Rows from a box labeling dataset
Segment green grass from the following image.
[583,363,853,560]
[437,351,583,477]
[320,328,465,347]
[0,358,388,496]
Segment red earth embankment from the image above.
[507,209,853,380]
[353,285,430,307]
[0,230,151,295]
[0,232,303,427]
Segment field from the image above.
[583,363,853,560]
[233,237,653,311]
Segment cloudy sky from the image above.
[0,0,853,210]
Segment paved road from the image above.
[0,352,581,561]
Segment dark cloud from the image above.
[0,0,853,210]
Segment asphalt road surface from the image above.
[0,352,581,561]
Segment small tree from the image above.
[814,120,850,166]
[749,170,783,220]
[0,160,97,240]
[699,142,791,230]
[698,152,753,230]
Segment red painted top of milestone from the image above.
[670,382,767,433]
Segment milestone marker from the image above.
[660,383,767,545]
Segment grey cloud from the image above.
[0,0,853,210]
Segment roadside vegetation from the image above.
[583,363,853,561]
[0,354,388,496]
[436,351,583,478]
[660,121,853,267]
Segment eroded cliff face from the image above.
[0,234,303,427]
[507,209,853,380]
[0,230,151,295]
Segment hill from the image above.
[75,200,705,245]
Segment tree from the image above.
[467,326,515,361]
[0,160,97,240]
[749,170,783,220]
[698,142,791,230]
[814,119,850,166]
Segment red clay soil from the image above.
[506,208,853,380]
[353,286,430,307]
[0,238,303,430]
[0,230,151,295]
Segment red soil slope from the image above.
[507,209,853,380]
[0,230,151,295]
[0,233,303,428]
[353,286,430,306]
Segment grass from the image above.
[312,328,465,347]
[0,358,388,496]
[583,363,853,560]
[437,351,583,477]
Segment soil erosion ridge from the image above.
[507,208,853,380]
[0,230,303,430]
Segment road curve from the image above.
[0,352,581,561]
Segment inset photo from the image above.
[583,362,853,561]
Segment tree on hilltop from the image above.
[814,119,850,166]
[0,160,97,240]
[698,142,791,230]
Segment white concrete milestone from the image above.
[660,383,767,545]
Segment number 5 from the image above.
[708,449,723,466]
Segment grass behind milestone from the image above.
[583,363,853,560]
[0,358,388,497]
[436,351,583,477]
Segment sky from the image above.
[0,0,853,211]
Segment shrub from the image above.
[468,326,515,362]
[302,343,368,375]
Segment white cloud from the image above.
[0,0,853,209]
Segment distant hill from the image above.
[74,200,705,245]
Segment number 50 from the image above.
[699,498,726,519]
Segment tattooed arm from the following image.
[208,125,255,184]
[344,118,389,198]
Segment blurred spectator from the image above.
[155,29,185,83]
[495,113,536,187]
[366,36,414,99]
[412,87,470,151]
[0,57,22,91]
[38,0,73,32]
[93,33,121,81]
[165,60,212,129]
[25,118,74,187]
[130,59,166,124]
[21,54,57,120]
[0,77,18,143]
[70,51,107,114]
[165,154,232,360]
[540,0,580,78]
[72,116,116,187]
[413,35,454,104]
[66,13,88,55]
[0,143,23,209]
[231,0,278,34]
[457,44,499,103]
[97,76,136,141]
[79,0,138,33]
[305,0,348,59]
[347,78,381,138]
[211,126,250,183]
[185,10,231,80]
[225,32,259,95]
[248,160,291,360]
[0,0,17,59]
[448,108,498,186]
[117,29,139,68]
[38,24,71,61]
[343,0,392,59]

**INSTRUCTION**
Copy all of the lines above without any changes.

**SOLUTION TO THE PROBLEM**
Segment green grass from the following image.
[583,363,853,560]
[437,351,583,477]
[320,328,465,347]
[0,358,388,496]
Segment red earth embankment from the image above.
[507,209,853,380]
[353,285,430,307]
[0,230,151,295]
[0,232,303,427]
Segment field from the image above.
[583,363,853,560]
[233,237,653,311]
Segment cloudy sky from the image above.
[0,0,853,210]
Segment paved road from the image above.
[0,352,581,561]
Segment dark cloud from the image above.
[0,0,853,210]
Segment asphalt road surface from the image above.
[0,352,581,561]
Segment small tree from the image above.
[814,120,850,166]
[749,170,783,220]
[0,160,97,240]
[699,142,791,230]
[698,152,753,230]
Segment red painted top of milestone from the image above.
[670,382,767,433]
Segment milestone marker from the image above.
[660,383,767,545]
Segment grey cloud from the image above.
[0,0,853,210]
Segment roadside vegetation from the image above.
[583,363,853,561]
[0,354,388,496]
[436,351,583,478]
[660,121,853,267]
Segment eroded cliff face from the image above.
[0,234,303,427]
[507,209,853,380]
[0,230,151,295]
Segment hill from the image above.
[75,200,705,245]
Segment tree from the image above.
[467,326,515,361]
[0,160,97,240]
[749,170,783,220]
[698,142,791,230]
[814,119,850,166]
Segment red clay soil from the image above.
[506,208,853,380]
[353,286,430,307]
[0,238,303,430]
[0,230,151,295]
Segment red soil slope from the image above.
[507,209,853,380]
[0,230,151,295]
[0,233,303,428]
[353,286,430,306]
Segment grass from the image above.
[312,328,465,347]
[0,358,388,496]
[583,363,853,560]
[437,351,583,477]
Segment soil erosion ridge from the image above.
[507,208,853,380]
[0,230,303,430]
Segment road curve from the image above.
[0,352,581,561]
Segment inset photo from the image above.
[583,362,853,561]
Segment tree on hilltop from the image above.
[814,119,850,166]
[0,160,97,240]
[698,142,791,230]
Segment white concrete milestone from the image above.
[660,383,767,545]
Segment number 5 from the image above.
[708,449,723,466]
Segment grass behind milestone from the image above.
[583,363,853,560]
[0,358,388,497]
[436,351,583,477]
Segment sky from the image above.
[0,0,853,211]
Segment shrub from the image above.
[468,326,515,362]
[302,343,368,375]
Segment white cloud from the image above.
[0,0,853,209]
Segment distant hill from the image above.
[74,200,705,245]
Segment number 50 from the image above.
[699,498,726,519]
Segment tattooed arm from the following image.
[208,125,255,184]
[344,118,389,198]
Segment blurred spectator from the image above.
[155,29,185,83]
[495,113,536,187]
[366,36,414,99]
[412,87,470,151]
[0,57,22,91]
[38,0,73,32]
[93,33,121,81]
[165,60,212,129]
[25,118,74,187]
[130,59,166,124]
[21,54,57,120]
[0,77,18,143]
[70,51,107,114]
[165,154,232,360]
[540,0,580,78]
[72,116,116,187]
[413,35,454,104]
[66,13,88,55]
[0,143,23,209]
[231,0,278,34]
[457,44,499,103]
[97,76,136,141]
[79,0,138,33]
[305,0,348,59]
[347,78,381,138]
[211,126,250,183]
[185,10,231,80]
[225,32,259,95]
[248,160,291,360]
[0,0,17,59]
[448,108,498,186]
[117,29,139,68]
[38,24,71,61]
[343,0,392,59]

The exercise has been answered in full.